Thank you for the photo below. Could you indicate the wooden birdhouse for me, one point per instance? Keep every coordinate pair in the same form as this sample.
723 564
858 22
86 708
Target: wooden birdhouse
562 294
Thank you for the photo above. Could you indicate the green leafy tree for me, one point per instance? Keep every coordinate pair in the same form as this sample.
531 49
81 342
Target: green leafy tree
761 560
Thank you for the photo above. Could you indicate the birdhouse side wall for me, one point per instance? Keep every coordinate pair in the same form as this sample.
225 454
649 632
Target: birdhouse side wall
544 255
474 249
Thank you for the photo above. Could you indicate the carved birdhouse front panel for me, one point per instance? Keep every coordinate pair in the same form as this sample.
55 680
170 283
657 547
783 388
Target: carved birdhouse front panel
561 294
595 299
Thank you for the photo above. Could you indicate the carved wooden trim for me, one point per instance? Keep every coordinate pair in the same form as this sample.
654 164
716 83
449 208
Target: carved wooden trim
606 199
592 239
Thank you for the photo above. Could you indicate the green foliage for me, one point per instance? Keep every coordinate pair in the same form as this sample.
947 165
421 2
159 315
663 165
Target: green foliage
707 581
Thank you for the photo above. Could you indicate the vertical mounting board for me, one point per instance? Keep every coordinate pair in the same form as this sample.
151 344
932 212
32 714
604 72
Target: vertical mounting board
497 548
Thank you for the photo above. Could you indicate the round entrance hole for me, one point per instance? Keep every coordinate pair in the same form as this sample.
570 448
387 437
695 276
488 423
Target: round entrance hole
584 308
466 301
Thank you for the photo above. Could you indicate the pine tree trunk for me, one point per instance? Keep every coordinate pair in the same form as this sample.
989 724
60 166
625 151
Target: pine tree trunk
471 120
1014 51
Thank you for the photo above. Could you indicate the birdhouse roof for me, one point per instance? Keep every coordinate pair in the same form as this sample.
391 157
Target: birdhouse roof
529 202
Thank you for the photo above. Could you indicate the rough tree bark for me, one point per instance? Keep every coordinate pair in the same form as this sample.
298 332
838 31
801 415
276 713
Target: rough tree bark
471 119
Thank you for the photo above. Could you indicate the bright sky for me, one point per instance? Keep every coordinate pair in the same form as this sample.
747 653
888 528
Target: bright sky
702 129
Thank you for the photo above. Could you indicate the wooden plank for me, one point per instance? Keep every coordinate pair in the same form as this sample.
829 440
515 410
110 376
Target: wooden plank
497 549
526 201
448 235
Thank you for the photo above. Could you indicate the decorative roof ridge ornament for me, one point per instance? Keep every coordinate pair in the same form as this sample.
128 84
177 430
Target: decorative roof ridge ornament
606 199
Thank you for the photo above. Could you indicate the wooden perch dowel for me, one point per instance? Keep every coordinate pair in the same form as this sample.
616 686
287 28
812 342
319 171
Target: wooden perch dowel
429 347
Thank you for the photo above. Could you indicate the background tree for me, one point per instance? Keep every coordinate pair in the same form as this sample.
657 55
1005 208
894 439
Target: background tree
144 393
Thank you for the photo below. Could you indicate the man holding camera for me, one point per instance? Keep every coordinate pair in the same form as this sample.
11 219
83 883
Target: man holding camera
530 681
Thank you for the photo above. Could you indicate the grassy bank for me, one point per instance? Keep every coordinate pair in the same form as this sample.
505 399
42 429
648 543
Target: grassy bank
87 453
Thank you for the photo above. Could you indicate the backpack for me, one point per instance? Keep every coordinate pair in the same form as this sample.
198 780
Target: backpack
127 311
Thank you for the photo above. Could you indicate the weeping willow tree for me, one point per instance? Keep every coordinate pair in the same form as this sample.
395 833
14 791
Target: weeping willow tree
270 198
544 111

****

## Stated exercise
Rewrite every line of the items above as a Markdown table, with the row number under n and the line itself under Line. Leave out blank lines.

## Written answer
| n | Line |
|---|---|
| 1 | Thank you for the photo below. Could you indicate the wooden birdhouse for me, one point per instance? Keep every coordinate pair in the same form as this sample. |
| 2 | 723 564 |
| 3 | 858 22 |
| 4 | 86 708 |
| 5 | Target: wooden birdhouse |
| 6 | 562 294 |
| 7 | Thank you for the photo above. Could you indicate the green leafy tree for me, one point per instance? Keep every coordinate pair in the same form as this sample. |
| 8 | 531 49 |
| 9 | 81 342 |
| 10 | Target: green leafy tree |
| 11 | 761 560 |
| 12 | Thank you for the photo above. Could you indicate the birdhouse side wall for me, one point per instance? Keep every coordinate pair in the same form as this sample. |
| 13 | 225 454 |
| 14 | 649 632 |
| 15 | Target: birdhouse side wall |
| 16 | 544 255 |
| 17 | 474 249 |
| 18 | Thank you for the photo above. Could you indicate the carved birdhouse front panel for me, one point per instance? Keep every coordinate pair in the same form as this sample. |
| 19 | 55 680 |
| 20 | 170 283 |
| 21 | 657 547 |
| 22 | 783 388 |
| 23 | Target: carved birdhouse front panel |
| 24 | 561 294 |
| 25 | 595 299 |
| 26 | Thank you for the photo above. Could you indicate the carved wooden trim for me, one point per instance? Keep every coordinate pair in the same form as this sample. |
| 27 | 654 164 |
| 28 | 716 83 |
| 29 | 449 208 |
| 30 | Target: carved wooden trim |
| 31 | 606 199 |
| 32 | 592 239 |
| 33 | Thank you for the photo above. Could you indicate the green foliage for me, one point per instance? Keep every coordinate pair in the same form as this sample. |
| 34 | 947 165 |
| 35 | 421 2 |
| 36 | 159 315 |
| 37 | 663 165 |
| 38 | Target: green foliage |
| 39 | 707 581 |
| 40 | Thank you for the photo above. Could you indicate the vertical mounting board for me, one point per instance? Keep every coordinate pair in the same form as this sample. |
| 41 | 151 344 |
| 42 | 932 212 |
| 43 | 32 714 |
| 44 | 604 72 |
| 45 | Target: vertical mounting board |
| 46 | 497 548 |
| 47 | Thank you for the photo above. Could you indicate the round entrance hole for me, one point per instance? Keep every coordinate pair in the same form as this sample. |
| 48 | 570 448 |
| 49 | 387 437 |
| 50 | 695 276 |
| 51 | 488 423 |
| 52 | Target: round entrance hole |
| 53 | 584 308 |
| 54 | 466 301 |
| 55 | Thank you for the photo above. Could you indicate the pine tree trunk for me, one point per instance? Keep every coordinate pair in the same form as this sample. |
| 56 | 989 724 |
| 57 | 60 166 |
| 58 | 625 151 |
| 59 | Target: pine tree trunk |
| 60 | 471 120 |
| 61 | 1014 51 |
| 62 | Thank you for the photo above. Could you indicate the birdhouse roof for me, one point per instance? Keep every coordinate pair in the same form as this sample. |
| 63 | 391 157 |
| 64 | Target: birdhouse roof |
| 65 | 529 202 |
| 66 | Thank you for the photo above. Could you indicate the rough tree bark for me, one point per instance? Keep every coordinate pair in the same form as this sample. |
| 67 | 298 332 |
| 68 | 838 31 |
| 69 | 801 415 |
| 70 | 276 713 |
| 71 | Target: rough tree bark |
| 72 | 471 119 |
| 73 | Thank you for the photo above. Could you indicate the bright sky for me, one point per instance? Keep every coordinate pair in the same form as this sample. |
| 74 | 747 653 |
| 75 | 888 528 |
| 76 | Target: bright sky |
| 77 | 702 129 |
| 78 | Thank you for the photo above. Could you indicate the wooden plank for me, one point per instance? Keep every coordinate pair in the same form as this sample. |
| 79 | 829 440 |
| 80 | 515 410 |
| 81 | 110 376 |
| 82 | Target: wooden plank |
| 83 | 497 549 |
| 84 | 526 201 |
| 85 | 448 235 |
| 86 | Thank you for the photo above. Could you indicate the decorative roof ridge ornament for me, one point per instance? Keep every coordinate pair in the same form as this sample. |
| 87 | 128 84 |
| 88 | 177 430 |
| 89 | Target: decorative roof ridge ornament |
| 90 | 606 199 |
| 91 | Thank you for the photo above. Could you indicate the wooden perch dowel for me, one point per instance? Keep every coordinate pair in the same form as this sample. |
| 92 | 616 686 |
| 93 | 287 28 |
| 94 | 812 342 |
| 95 | 319 171 |
| 96 | Target: wooden perch dowel |
| 97 | 429 347 |
| 98 | Thank you for the photo above. Could you indicate the background tree for me, one point per instance? Keep every coordinate pair in the same form as this sample. |
| 99 | 657 55 |
| 100 | 1005 208 |
| 101 | 894 439 |
| 102 | Target: background tree |
| 103 | 144 393 |
| 104 | Thank you for the photo below. Could you indicate the man holding camera for me, one point per instance? Keep every coordinate pair in the same form as this sample. |
| 105 | 11 219 |
| 106 | 83 883 |
| 107 | Target: man holding camera |
| 108 | 530 681 |
| 109 | Thank you for the photo above. Could you indicate the grassy bank for me, one point per instance? Keep every coordinate pair in the same form as this sample. |
| 110 | 505 399 |
| 111 | 42 429 |
| 112 | 648 543 |
| 113 | Target: grassy bank |
| 114 | 87 453 |
| 115 | Thank you for the photo above. Could you indicate the backpack for me, one point per instance? Keep every coordinate pair in the same form as this sample. |
| 116 | 198 780 |
| 117 | Target: backpack |
| 118 | 127 311 |
| 119 | Thank you for the photo above. Could you indicate the weeping willow tree for me, one point per instance? Keep every coordinate pair in the same form as this sample. |
| 120 | 395 833 |
| 121 | 14 791 |
| 122 | Target: weeping willow tree |
| 123 | 270 198 |
| 124 | 544 111 |